- [MATERIAL FOR THE TASK]
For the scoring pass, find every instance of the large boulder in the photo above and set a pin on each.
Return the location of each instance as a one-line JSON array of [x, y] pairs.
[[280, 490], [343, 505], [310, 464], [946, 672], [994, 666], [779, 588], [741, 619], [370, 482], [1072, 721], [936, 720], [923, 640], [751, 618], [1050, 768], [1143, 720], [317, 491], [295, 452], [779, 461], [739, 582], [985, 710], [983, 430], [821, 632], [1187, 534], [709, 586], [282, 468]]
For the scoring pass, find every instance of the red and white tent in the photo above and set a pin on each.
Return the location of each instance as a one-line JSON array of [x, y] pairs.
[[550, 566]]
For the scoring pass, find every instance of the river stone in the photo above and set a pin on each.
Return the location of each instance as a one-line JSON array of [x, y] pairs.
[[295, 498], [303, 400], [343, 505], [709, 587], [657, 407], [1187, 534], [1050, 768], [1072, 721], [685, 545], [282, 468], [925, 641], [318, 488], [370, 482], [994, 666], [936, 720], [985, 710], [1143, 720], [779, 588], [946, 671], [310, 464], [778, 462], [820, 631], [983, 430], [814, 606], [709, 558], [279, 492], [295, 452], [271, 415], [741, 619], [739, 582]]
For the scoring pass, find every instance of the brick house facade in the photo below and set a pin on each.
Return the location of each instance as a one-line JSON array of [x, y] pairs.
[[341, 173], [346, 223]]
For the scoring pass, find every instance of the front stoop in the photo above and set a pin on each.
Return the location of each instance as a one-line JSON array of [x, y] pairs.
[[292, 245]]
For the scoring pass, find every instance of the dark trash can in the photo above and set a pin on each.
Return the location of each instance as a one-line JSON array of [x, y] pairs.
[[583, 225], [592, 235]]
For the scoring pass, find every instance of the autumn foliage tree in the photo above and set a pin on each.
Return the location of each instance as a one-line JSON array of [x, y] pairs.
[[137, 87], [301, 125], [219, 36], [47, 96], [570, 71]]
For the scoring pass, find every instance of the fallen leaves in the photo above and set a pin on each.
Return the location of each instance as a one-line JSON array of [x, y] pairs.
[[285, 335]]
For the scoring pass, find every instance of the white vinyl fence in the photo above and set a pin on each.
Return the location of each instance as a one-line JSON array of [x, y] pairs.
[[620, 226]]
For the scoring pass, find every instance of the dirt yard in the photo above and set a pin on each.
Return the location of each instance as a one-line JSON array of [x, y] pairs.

- [WHAT IS NEEDED] Rewrite the entries from the line that has "For the scoring pass, find every instance of the fallen" through the end of the entries, keeping every line and adding 85 to each coordinate in the answers.

- [ANSWER BELOW]
For the scoring pass, find every instance of the fallen leaves in the photo above and set a pin on each.
Return the location of each instance as a one-line JSON array of [x, y] pairs.
[[370, 420]]
For the scoring pass, find every instance of the white vinyl fence in the photo above and set a pin on each.
Return the location of each instance as a one-line JSON array of [x, y] pairs.
[[705, 311]]
For the scoring pass, find every instance of the dirt yard in the photo above and set a pin on each.
Return the location of each instance as a one-line JSON array of [x, y] pairs.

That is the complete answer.